- _Task objective_:
Each line from the one containing "Find the pine" to the end of the listing below must be retyped exactly, with no line left out and none added.

--- Input data ---

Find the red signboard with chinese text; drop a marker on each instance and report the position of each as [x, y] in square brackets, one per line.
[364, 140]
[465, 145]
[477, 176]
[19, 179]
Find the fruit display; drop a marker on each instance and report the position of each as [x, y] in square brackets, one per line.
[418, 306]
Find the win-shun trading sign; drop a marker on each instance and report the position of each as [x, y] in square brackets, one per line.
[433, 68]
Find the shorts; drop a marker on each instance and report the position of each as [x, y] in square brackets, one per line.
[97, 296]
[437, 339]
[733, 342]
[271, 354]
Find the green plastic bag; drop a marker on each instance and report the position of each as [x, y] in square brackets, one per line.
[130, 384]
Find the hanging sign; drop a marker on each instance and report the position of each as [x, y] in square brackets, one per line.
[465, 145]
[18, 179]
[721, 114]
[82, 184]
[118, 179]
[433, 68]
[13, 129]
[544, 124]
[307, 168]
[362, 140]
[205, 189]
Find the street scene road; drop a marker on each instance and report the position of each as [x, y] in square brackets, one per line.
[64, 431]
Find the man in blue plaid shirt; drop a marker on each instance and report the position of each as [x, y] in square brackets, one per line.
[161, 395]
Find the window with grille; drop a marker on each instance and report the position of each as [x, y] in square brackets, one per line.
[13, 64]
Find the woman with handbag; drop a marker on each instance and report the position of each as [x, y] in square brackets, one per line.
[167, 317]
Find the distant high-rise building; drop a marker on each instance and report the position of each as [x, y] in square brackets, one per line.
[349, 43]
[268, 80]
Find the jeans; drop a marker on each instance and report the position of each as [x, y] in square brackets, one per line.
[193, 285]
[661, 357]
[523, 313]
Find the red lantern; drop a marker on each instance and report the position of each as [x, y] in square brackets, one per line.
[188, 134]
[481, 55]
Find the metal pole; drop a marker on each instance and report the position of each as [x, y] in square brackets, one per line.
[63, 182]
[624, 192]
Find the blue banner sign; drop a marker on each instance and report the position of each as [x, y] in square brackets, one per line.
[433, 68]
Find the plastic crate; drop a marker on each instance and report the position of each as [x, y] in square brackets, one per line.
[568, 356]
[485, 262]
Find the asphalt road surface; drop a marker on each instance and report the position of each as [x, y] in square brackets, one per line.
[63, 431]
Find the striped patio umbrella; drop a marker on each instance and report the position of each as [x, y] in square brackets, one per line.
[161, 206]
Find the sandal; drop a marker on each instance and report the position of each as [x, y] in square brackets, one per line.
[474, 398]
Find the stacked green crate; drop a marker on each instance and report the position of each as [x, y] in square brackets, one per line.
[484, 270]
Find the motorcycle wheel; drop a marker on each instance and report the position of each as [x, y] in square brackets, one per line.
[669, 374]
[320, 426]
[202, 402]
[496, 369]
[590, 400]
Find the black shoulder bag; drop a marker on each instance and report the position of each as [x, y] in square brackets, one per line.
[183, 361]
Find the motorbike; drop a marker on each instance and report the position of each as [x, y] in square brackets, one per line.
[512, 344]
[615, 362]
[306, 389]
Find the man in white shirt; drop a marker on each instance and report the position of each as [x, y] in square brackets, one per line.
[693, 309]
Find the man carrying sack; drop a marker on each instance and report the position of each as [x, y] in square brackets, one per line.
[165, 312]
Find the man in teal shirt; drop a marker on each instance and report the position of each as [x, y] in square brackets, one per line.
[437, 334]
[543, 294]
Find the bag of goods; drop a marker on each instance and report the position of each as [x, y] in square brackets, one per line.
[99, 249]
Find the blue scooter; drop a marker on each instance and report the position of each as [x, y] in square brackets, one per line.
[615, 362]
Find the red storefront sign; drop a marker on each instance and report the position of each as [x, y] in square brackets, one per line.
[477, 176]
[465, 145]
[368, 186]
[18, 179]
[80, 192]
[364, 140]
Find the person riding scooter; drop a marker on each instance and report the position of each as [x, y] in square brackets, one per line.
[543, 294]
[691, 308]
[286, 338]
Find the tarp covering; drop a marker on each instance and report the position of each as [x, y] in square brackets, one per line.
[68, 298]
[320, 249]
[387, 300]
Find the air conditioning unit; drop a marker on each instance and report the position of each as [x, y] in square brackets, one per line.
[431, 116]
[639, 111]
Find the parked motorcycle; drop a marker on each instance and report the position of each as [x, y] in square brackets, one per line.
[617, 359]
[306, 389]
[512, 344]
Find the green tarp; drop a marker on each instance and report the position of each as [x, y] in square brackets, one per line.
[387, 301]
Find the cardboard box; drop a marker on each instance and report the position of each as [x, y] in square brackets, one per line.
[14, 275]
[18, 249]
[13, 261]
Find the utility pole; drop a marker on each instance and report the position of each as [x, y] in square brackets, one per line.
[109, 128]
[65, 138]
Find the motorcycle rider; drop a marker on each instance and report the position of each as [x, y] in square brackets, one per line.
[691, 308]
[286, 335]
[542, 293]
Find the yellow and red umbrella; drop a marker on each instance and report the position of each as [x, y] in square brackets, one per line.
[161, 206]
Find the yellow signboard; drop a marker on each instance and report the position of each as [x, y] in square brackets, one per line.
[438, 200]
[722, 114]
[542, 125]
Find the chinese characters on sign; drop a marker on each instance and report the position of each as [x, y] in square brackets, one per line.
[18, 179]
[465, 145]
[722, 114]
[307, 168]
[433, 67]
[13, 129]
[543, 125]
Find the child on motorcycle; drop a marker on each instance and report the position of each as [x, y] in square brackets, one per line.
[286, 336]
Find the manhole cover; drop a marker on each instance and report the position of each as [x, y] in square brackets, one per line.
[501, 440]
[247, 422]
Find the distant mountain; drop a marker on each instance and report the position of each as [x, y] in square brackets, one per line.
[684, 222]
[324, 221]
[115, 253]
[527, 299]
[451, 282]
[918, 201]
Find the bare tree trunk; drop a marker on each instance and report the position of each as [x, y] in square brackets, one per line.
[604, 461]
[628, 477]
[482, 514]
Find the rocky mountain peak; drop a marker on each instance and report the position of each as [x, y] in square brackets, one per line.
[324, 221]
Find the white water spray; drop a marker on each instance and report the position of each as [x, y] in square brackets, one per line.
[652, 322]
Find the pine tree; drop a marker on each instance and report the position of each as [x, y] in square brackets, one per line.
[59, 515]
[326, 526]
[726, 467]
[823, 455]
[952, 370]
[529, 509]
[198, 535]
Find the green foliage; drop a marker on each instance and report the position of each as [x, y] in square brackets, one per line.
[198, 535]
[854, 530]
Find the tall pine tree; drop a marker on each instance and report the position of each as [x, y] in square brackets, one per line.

---

- _Completed task_:
Find the pine tree; drop a marker on each instance and report the position of each as [x, y] in square brackets, one per line.
[59, 515]
[326, 526]
[726, 467]
[823, 455]
[952, 370]
[529, 509]
[198, 535]
Find the green foliage; drop a marker on each instance and report the position of each as [x, y] in square brackets, one per line.
[198, 535]
[854, 530]
Find the tall pine tree; drop a marker on each instance and report the position of each as [x, y] in square brackets, one per line.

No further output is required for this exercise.